__Exercise goal__: Output all of the entries exactly as written.

__Task input__:
+ + + + +

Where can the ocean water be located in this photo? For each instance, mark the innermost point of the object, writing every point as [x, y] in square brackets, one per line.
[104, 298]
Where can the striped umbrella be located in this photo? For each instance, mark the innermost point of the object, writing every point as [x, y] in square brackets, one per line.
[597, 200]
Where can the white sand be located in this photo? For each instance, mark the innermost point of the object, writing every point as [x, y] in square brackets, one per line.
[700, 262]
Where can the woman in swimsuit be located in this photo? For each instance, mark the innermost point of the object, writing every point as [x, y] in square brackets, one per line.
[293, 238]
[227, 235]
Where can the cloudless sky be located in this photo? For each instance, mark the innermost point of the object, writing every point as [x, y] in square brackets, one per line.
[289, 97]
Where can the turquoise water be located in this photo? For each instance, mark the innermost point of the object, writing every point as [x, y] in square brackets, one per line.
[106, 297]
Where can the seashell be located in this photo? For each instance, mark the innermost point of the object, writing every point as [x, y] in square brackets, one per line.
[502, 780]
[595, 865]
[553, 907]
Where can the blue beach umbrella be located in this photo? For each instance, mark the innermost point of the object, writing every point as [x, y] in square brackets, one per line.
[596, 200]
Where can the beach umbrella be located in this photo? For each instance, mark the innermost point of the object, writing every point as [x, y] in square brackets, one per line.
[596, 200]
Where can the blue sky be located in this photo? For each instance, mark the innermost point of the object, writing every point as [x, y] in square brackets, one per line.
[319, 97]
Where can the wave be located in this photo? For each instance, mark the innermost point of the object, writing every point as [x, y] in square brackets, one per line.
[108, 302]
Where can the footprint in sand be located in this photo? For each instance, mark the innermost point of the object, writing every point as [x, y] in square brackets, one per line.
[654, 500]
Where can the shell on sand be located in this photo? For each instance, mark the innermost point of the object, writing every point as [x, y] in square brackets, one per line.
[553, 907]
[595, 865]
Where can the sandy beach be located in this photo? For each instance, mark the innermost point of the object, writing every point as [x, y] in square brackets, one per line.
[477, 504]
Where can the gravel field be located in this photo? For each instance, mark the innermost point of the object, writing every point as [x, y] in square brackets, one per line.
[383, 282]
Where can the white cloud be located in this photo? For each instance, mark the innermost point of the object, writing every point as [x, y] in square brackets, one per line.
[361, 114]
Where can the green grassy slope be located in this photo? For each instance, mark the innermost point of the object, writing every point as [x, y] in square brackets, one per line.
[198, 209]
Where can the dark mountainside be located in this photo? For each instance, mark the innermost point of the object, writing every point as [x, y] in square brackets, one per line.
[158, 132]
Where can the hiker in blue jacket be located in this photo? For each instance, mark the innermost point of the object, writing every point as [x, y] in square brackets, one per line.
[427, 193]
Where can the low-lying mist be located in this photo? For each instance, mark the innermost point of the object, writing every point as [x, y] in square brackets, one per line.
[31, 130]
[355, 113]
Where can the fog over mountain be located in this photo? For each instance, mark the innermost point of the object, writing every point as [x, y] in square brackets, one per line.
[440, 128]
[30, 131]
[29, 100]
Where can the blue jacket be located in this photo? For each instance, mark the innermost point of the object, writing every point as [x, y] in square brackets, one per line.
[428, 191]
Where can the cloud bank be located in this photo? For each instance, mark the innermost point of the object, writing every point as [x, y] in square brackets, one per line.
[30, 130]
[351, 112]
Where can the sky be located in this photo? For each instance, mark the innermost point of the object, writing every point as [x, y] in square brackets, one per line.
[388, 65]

+ + + + +

__Output below__:
Where can the ocean water be located in this photo? For each instance, mark the innermost point of the object, writing every point as [x, y] in square brackets, one per line.
[104, 298]
Where can the striped umbrella be located in this photo? For each instance, mark the innermost point of the object, writing every point as [x, y] in square brackets, one per line.
[597, 200]
Where can the white sand be located in this photo? For each instance, mark the innermost point of the object, writing every point as [x, y] in square brackets, one per line.
[700, 262]
Where can the woman in swimsuit be located in this photo? For each instance, mark the innermost point of the object, writing every point as [x, y] in square brackets, one per line.
[293, 238]
[227, 235]
Where can the cloudless sky be located in this photo? For each instance, mark the innermost point of the object, writing every point as [x, y] in square brackets, one per line.
[289, 97]
Where can the turquoise water be located in this photo? For each instance, mark the innermost point of the object, writing every point as [x, y] in square brackets, one per line.
[106, 297]
Where can the seashell be located in this photo? For each instance, mark the innermost point of the object, writing every point as [x, y] in square brackets, one per line.
[502, 780]
[595, 865]
[553, 907]
Where can the blue beach umbrella be located in this photo? For each instance, mark the innermost point of the object, writing every point as [x, y] in square brackets, one per line.
[596, 200]
Where can the beach umbrella be located in this photo? For each instance, mark the innermost point of the object, writing every point as [x, y] in square brackets, one per line.
[596, 200]
Where can the blue sky be located in this photo? For each instance, mark the innermost point of the object, writing every point as [x, y] in square brackets, one per line.
[319, 97]
Where can the wave be located in this photo? For each instance, mark the innermost point of the object, writing every point as [x, y] in square brackets, one per line.
[108, 302]
Where can the footprint in sand be located in this photo? For each instance, mark the innermost point of the object, writing every point as [x, y] in square brackets, one per line.
[654, 500]
Where can the shell on sand be located in this photo? For each instance, mark the innermost point of the object, writing every point as [x, y] in square brackets, one per line.
[553, 907]
[595, 865]
Where can the sandy beach be located in this photo? For each instance, mark the innermost point of the object, writing every point as [x, y] in square brackets, one per line.
[477, 504]
Where can the gravel field be located in this photo? For each instance, mark the innermost point of the object, writing every point as [x, y] in square brackets, one per line.
[383, 282]
Where can the white cloud be located in this photo? For each instance, mark the innermost point of the object, writing every point as [x, y] in square brackets, one per line.
[361, 114]
Where can the green grassy slope be located in this photo? For each instance, mark the innermost point of the object, writing every point as [x, y] in square brackets, one per line.
[198, 209]
Where can the dark mountainside be located in this photo? For each instance, mark the innermost point of the object, writing every point as [x, y] in square brackets, one per line.
[158, 132]
Where can the hiker in blue jacket be located in this photo? For each instance, mark the innermost point of the object, writing every point as [x, y] in square brackets, one per line.
[427, 193]
Where can the low-lying mist be located in this photo? For each instance, mark the innermost point of the object, writing every point as [x, y] in square brackets, one per line.
[31, 130]
[355, 113]
Where can the fog over mountain be located in this photo? For each instance, mark the innermost point of the object, writing every point as [x, y] in square brackets, one per line.
[440, 128]
[30, 131]
[29, 100]
Where can the blue jacket be located in this photo? For each instance, mark the innermost point of the object, writing every point as [x, y] in square brackets, one per line.
[428, 191]
Where can the cloud bank be located in this photo? For each instance, mark the innermost point of the object, writing every point as [x, y] in square brackets, one per line.
[30, 130]
[351, 112]
Where can the sky be located in this photo? For each instance, mark the innermost point of the object, writing every point as [x, y] in square brackets, one per line.
[388, 65]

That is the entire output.